Only the lines from the one containing "line on tarmac" to the end of the records belong in the output; print them exactly.

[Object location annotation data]
┄┄┄┄┄┄

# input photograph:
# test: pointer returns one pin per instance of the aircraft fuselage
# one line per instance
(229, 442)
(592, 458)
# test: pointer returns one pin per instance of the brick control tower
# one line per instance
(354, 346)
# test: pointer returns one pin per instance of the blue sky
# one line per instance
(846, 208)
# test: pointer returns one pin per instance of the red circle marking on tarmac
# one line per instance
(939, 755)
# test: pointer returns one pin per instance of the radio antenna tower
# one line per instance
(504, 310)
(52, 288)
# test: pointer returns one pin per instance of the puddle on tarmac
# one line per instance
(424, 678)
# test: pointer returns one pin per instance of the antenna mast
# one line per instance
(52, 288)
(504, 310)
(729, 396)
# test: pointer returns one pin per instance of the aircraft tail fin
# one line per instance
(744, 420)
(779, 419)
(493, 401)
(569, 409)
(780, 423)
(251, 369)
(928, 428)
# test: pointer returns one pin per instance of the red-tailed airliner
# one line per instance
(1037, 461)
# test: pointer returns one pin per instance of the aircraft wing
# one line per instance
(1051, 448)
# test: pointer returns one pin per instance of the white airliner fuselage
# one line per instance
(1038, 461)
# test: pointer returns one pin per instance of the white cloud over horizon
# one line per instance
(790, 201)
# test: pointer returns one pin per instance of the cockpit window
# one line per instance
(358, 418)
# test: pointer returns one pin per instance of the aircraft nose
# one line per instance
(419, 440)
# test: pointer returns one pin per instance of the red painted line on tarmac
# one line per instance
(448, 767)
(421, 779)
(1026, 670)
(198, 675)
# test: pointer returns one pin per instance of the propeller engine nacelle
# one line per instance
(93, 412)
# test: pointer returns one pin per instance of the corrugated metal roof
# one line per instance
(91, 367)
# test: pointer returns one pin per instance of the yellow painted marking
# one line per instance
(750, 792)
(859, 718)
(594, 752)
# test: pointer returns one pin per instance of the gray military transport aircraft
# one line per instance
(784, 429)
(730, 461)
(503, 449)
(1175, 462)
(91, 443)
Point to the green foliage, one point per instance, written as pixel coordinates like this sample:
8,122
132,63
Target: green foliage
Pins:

┄┄┄┄┄┄

▸ **REPLY TO THE EXERCISE**:
# test: pointer returns one pin per instance of the red painted line on tarmac
# one line per instance
(448, 767)
(421, 779)
(1026, 670)
(198, 675)
# test: pointer returns one pin per instance of the propeller engine nacelle
# one line per instance
(93, 412)
# test: pointer returns one pin per instance of the corrugated metal roof
# one line per instance
(91, 367)
# test: pointer returns one pin per instance of the yellow painted marking
# one line per instance
(750, 792)
(859, 718)
(594, 752)
# test: pointer returns one pin per instance of the gray military transport aircraft
# one line per instance
(784, 429)
(730, 461)
(503, 449)
(1175, 462)
(91, 443)
Point to the green foliage, one point per instance, written as pixel coordinates like this sample:
8,122
132,63
Target: green foliage
Pins:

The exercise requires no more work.